- [Dataset excerpt]:
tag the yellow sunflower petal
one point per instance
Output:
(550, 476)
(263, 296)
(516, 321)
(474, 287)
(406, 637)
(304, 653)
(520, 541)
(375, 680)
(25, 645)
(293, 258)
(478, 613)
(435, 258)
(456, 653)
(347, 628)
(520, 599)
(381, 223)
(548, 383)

- [YOUR INSTRUCTIONS]: Rewrite the records above with "yellow" changed to "orange", leaving everything else the same.

- [FULL OUTPUT]:
tag the orange sunflower petal
one point per instance
Output:
(550, 476)
(263, 296)
(516, 321)
(474, 287)
(406, 637)
(304, 653)
(520, 541)
(375, 680)
(25, 645)
(293, 258)
(478, 613)
(435, 258)
(456, 653)
(347, 628)
(520, 599)
(381, 223)
(548, 383)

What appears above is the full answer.